* **DATASET EXCERPTS**:

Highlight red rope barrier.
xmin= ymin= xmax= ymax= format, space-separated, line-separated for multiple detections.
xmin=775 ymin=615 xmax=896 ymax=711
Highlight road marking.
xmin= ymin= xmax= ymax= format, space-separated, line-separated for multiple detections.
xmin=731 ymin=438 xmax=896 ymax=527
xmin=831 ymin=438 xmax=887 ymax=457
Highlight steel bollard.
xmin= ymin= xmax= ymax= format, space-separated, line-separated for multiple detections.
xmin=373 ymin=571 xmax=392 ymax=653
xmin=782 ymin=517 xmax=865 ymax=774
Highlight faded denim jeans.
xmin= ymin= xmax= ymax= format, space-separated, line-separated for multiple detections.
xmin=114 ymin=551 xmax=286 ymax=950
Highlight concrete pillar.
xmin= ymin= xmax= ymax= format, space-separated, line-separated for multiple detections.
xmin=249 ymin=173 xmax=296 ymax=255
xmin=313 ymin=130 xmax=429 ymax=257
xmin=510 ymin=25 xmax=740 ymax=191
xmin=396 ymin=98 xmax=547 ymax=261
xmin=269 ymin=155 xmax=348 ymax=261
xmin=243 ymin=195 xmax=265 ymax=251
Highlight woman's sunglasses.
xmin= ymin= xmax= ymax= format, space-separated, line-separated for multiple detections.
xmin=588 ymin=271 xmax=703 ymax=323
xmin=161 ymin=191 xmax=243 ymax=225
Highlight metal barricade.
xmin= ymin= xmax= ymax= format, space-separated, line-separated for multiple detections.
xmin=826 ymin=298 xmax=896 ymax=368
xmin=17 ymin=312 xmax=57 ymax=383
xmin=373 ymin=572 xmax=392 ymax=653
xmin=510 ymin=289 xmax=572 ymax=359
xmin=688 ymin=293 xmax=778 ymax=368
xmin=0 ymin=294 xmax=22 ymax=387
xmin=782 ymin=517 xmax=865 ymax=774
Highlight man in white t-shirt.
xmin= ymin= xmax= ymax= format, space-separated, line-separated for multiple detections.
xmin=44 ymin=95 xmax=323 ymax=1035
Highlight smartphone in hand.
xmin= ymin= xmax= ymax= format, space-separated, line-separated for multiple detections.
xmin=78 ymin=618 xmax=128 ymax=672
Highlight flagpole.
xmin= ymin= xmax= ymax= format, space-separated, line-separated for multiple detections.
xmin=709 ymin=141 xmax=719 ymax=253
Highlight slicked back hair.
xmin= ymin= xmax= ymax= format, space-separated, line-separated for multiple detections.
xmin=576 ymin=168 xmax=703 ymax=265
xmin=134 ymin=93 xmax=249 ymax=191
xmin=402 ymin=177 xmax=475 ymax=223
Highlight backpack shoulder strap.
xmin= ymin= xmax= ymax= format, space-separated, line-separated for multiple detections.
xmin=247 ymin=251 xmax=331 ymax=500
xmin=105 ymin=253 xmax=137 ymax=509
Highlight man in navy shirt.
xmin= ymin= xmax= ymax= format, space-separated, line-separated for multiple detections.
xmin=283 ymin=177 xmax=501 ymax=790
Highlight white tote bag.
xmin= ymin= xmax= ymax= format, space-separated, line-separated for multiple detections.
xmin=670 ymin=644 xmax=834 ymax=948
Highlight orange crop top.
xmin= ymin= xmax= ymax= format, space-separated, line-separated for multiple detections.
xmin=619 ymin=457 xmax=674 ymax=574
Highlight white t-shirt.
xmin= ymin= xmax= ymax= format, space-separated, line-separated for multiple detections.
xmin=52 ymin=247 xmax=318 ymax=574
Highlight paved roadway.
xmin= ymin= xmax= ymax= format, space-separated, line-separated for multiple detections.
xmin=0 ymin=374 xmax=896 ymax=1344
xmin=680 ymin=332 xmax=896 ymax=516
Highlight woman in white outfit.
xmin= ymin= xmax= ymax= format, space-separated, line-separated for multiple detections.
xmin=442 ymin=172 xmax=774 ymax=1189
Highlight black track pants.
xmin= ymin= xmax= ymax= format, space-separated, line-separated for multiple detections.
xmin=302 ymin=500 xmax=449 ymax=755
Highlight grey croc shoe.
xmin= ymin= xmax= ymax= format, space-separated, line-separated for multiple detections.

* **DESCRIPTION OF THE TASK**: Reproduce every one of the lines above word for word, changing nothing.

* **OUTPUT BELOW**:
Highlight red rope barrier.
xmin= ymin= xmax= ymax= format, space-separated, line-separated for multiple detections.
xmin=775 ymin=615 xmax=896 ymax=711
Highlight road marking.
xmin= ymin= xmax= ymax= format, space-separated, line-separated for multiple detections.
xmin=731 ymin=438 xmax=896 ymax=527
xmin=831 ymin=438 xmax=887 ymax=457
Highlight steel bollard.
xmin= ymin= xmax= ymax= format, space-separated, line-separated for multiple detections.
xmin=373 ymin=571 xmax=392 ymax=653
xmin=782 ymin=517 xmax=865 ymax=774
Highlight faded denim jeans.
xmin= ymin= xmax= ymax= format, space-separated, line-separated for multiple detections.
xmin=114 ymin=551 xmax=286 ymax=950
Highlight concrete pillar.
xmin= ymin= xmax= ymax= format, space-separated, line-separated for multiple detections.
xmin=249 ymin=173 xmax=296 ymax=255
xmin=313 ymin=130 xmax=429 ymax=257
xmin=510 ymin=25 xmax=740 ymax=191
xmin=396 ymin=98 xmax=547 ymax=261
xmin=269 ymin=155 xmax=348 ymax=261
xmin=243 ymin=195 xmax=265 ymax=251
Highlight woman's sunglasses.
xmin= ymin= xmax= ymax= format, space-separated, line-separated for multiple detections.
xmin=588 ymin=271 xmax=703 ymax=323
xmin=161 ymin=191 xmax=243 ymax=225
Highlight metal barricade.
xmin= ymin= xmax= ymax= format, space-separated, line-separated for multiple detections.
xmin=826 ymin=298 xmax=896 ymax=368
xmin=17 ymin=312 xmax=57 ymax=383
xmin=373 ymin=572 xmax=392 ymax=653
xmin=510 ymin=289 xmax=572 ymax=359
xmin=688 ymin=293 xmax=778 ymax=368
xmin=0 ymin=294 xmax=22 ymax=387
xmin=782 ymin=517 xmax=865 ymax=774
Highlight man in white t-shirt.
xmin= ymin= xmax= ymax= format, space-separated, line-separated for multiple detections.
xmin=44 ymin=95 xmax=323 ymax=1035
Highlight smartphone in hand.
xmin= ymin= xmax= ymax= format, space-separated, line-separated for multiple detections.
xmin=78 ymin=618 xmax=128 ymax=672
Highlight flagpole.
xmin= ymin= xmax= ymax= format, space-separated, line-separated for multiple detections.
xmin=709 ymin=141 xmax=719 ymax=253
Highlight slicked back hair.
xmin= ymin= xmax= ymax= format, space-separated, line-separated for multiple detections.
xmin=576 ymin=168 xmax=703 ymax=265
xmin=134 ymin=93 xmax=249 ymax=191
xmin=402 ymin=177 xmax=475 ymax=223
Highlight backpack shoulder strap.
xmin= ymin= xmax= ymax= format, space-separated, line-separated for multiple detections.
xmin=247 ymin=251 xmax=331 ymax=500
xmin=105 ymin=253 xmax=137 ymax=509
Highlight man in navy shirt.
xmin= ymin= xmax= ymax= format, space-separated, line-separated for multiple detections.
xmin=283 ymin=177 xmax=501 ymax=790
Highlight white tote bag.
xmin= ymin= xmax= ymax= format, space-separated, line-separated for multiple detections.
xmin=670 ymin=644 xmax=834 ymax=948
Highlight orange crop top.
xmin= ymin= xmax= ymax= format, space-separated, line-separated for multiple detections.
xmin=619 ymin=457 xmax=674 ymax=574
Highlight white t-shirt.
xmin= ymin= xmax= ymax= format, space-separated, line-separated for multiple detections.
xmin=52 ymin=247 xmax=318 ymax=574
Highlight paved roadway.
xmin= ymin= xmax= ymax= format, space-separated, line-separated for multiple detections.
xmin=0 ymin=374 xmax=896 ymax=1344
xmin=680 ymin=332 xmax=896 ymax=516
Highlight woman in white outfit.
xmin= ymin= xmax= ymax= format, space-separated, line-separated for multiple detections.
xmin=442 ymin=172 xmax=774 ymax=1189
Highlight black track pants.
xmin= ymin= xmax= ymax= format, space-separated, line-separated for multiple detections.
xmin=302 ymin=500 xmax=449 ymax=755
Highlight grey croc shoe.
xmin= ymin= xmax= ymax= format, space-separated, line-separated for multiple detections.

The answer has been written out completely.